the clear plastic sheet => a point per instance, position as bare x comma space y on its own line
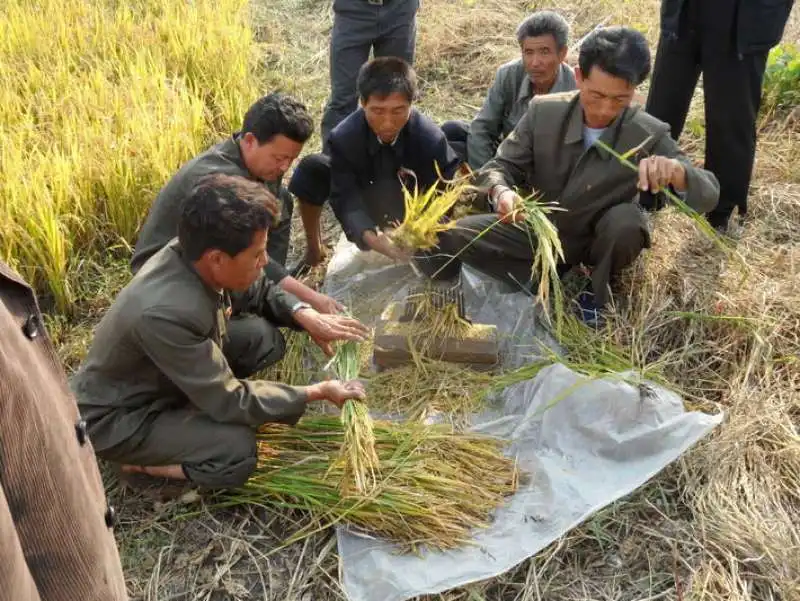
583, 442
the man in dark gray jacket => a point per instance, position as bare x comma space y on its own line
540, 70
728, 41
156, 390
389, 27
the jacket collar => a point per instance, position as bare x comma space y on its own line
561, 84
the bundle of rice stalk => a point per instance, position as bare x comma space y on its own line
700, 221
428, 387
426, 214
437, 486
358, 454
547, 252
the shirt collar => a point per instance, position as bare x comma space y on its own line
526, 87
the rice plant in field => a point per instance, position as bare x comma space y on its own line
98, 107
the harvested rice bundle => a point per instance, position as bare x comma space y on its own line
436, 486
547, 253
429, 387
426, 214
358, 454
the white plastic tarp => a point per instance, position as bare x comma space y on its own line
583, 442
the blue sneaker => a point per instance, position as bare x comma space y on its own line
588, 311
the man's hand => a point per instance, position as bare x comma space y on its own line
656, 173
325, 329
507, 205
336, 391
383, 244
325, 304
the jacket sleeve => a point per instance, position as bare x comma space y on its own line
346, 199
267, 299
485, 130
702, 186
513, 164
195, 364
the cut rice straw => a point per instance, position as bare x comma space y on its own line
679, 204
358, 454
436, 488
426, 214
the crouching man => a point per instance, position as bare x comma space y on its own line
552, 152
156, 389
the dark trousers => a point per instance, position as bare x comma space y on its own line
358, 27
457, 134
732, 90
506, 251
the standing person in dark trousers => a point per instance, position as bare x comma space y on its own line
541, 69
728, 42
370, 152
389, 27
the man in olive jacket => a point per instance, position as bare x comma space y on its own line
552, 151
156, 390
56, 538
728, 41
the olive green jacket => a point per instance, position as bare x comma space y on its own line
160, 346
161, 224
545, 153
505, 104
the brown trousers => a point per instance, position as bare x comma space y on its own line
212, 454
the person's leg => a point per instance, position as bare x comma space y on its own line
184, 444
457, 134
311, 184
251, 344
732, 87
675, 75
280, 234
619, 236
355, 26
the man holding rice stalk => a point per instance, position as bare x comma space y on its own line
273, 133
559, 153
156, 390
372, 153
541, 69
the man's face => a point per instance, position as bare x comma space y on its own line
387, 116
270, 160
240, 272
603, 96
542, 59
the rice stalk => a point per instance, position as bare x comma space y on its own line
437, 486
358, 447
426, 214
700, 221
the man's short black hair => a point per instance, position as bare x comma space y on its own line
386, 75
619, 51
223, 212
278, 114
545, 22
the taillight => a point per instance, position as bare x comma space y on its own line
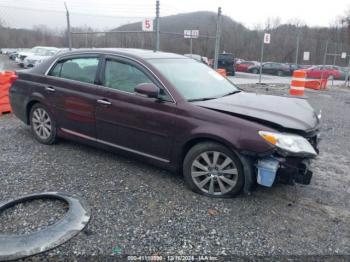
13, 78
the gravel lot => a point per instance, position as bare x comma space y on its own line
140, 209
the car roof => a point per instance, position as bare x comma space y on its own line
141, 53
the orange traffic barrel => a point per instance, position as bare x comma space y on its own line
6, 79
221, 71
313, 84
297, 85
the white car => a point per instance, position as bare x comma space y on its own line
39, 56
35, 51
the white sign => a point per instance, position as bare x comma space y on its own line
191, 33
306, 56
147, 24
267, 38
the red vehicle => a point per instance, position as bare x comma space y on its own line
244, 66
322, 71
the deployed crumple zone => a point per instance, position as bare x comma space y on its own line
19, 246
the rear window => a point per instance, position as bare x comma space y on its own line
79, 69
226, 57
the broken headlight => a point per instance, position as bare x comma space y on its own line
289, 143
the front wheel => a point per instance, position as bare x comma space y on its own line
255, 71
213, 170
42, 124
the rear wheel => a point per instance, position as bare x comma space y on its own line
213, 170
42, 124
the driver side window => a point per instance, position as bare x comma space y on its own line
125, 77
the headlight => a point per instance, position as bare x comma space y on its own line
289, 143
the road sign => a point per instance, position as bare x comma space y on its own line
267, 38
147, 24
306, 56
191, 33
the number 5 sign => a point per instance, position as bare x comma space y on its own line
267, 38
147, 24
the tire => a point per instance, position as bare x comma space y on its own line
42, 124
222, 177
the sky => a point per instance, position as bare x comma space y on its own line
107, 14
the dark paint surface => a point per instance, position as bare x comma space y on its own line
157, 131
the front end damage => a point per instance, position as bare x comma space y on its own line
279, 167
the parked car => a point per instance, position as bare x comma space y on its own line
198, 58
273, 68
171, 111
244, 66
12, 54
344, 71
39, 56
227, 62
37, 50
319, 71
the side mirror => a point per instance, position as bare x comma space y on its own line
147, 89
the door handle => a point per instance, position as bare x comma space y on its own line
104, 102
50, 89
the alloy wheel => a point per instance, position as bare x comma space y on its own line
214, 173
42, 124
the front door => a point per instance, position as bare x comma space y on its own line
132, 122
71, 83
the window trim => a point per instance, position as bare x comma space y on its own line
71, 57
144, 69
102, 56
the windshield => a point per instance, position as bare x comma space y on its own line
193, 80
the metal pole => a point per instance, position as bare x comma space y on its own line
297, 49
261, 57
217, 39
191, 44
68, 28
324, 59
157, 25
347, 73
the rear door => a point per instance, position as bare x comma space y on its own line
132, 122
73, 94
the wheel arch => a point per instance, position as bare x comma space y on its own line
29, 107
201, 139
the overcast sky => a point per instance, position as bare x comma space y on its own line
105, 14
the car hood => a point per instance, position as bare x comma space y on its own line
25, 53
37, 57
286, 112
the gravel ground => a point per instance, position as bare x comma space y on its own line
139, 209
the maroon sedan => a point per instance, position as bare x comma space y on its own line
328, 72
171, 111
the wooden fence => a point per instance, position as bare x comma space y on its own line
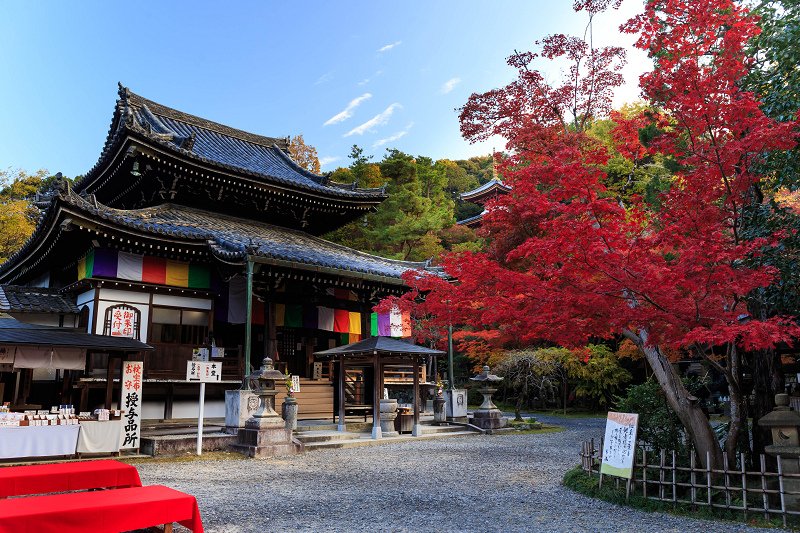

__TASK DETAILS__.
Return every line of the data that contains the string "door", matching case exactly.

__FINAL ANSWER__.
the door handle => a point per instance, position as bare x comma space y on its own line
the front door => a point per instance, position as bare x comma space y on its own line
the rear door => a point per instance, position as bare x comma space y on its own line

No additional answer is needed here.